### INSTRUCTIONS FOR THE TASK
Copy out the lines of the listing below, starting at the line that contains "Question. In the picture above, identify the wooden" and ending at the line that contains "[(176, 109), (105, 94), (344, 137), (143, 287)]", with both end lines included.

Items listed in a dataset:
—————

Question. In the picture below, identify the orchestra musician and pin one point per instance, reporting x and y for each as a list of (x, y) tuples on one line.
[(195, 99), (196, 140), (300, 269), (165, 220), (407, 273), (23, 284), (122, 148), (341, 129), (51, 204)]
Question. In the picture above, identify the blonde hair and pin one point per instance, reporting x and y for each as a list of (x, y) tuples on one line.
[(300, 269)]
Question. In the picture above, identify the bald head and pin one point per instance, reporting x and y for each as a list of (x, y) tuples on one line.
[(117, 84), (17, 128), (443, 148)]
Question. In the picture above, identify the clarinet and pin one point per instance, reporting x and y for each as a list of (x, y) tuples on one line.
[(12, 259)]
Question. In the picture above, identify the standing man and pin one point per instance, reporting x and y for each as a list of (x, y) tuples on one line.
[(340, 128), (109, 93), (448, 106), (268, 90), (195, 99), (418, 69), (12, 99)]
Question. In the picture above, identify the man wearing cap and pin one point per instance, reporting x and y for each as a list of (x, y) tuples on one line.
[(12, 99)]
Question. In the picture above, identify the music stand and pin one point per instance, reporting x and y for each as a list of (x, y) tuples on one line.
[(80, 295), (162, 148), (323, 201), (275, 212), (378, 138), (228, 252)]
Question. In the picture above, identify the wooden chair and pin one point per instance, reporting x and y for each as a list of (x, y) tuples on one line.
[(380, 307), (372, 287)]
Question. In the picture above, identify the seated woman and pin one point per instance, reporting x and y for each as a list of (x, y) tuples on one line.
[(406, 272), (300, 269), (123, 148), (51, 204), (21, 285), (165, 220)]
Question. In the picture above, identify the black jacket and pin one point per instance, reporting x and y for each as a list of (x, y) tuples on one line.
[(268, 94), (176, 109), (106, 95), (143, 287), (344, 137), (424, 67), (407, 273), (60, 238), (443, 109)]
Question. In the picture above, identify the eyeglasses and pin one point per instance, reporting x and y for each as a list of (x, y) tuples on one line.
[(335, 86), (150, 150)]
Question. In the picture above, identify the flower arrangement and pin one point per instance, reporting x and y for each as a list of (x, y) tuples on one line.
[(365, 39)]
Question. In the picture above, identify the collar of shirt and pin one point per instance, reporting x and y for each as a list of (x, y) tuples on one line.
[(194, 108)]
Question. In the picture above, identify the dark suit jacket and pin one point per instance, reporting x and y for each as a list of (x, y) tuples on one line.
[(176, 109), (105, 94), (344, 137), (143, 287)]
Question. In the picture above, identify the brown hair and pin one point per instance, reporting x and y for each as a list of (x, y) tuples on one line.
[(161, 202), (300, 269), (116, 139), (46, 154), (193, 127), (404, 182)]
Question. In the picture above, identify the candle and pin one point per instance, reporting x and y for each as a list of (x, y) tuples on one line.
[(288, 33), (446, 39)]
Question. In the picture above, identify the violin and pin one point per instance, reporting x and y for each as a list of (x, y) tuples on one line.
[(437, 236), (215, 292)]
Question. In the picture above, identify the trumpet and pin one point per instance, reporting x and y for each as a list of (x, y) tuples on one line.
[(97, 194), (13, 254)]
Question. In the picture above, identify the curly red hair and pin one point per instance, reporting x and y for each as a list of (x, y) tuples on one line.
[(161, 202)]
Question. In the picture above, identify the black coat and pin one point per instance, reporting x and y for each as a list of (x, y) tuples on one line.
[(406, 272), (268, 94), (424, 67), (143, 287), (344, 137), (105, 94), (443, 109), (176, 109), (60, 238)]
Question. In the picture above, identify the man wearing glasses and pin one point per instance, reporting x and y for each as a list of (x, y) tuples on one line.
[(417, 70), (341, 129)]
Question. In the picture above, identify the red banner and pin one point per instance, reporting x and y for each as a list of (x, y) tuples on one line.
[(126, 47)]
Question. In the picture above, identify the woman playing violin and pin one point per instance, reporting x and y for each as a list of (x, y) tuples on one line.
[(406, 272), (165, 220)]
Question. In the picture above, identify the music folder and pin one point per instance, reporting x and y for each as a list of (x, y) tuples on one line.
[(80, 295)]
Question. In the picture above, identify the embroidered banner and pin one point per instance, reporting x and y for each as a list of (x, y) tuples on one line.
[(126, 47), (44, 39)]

—————

### FINAL RESULT
Question. In the picture above, identify the wooden chair and pin one point per instance, reporting x and y for each as a list of (x, y) tuples on one line.
[(380, 307), (372, 287)]
Question. In the picture above, identify the seated woman and pin one point per instance, reporting x and y for each as a list of (x, y) tuples on one line.
[(406, 272), (300, 269), (123, 148), (51, 204), (21, 285), (165, 220)]
Question. In the picture above, identify the black jacket and pin one point per instance, reporting x and y for each as a list of (x, y) tuples on one line.
[(268, 94), (176, 109), (106, 95), (143, 287), (344, 137), (424, 67), (407, 273), (60, 238), (443, 109)]
Question. In the picture above, identify the eyeglasses and pin one point per instance, reporting x and y for each as a list of (x, y) tuples on one line.
[(335, 86), (150, 150)]
Question. In the picture above, identify the flower arrangement and pin one point per instance, reporting x and y for each as a list of (x, y) tuples on one line.
[(365, 39)]
Question. In the picture above, identify the collar of shirt and pin one point per instance, reporting x and y for each as a list of (x, y) tuples on one line.
[(194, 108)]
Question. In the picture above, identify the dark suit jacket and pin one point per instance, reporting x and y for each as a list of (x, y) tuples on one line.
[(176, 109), (105, 94), (344, 137), (143, 287)]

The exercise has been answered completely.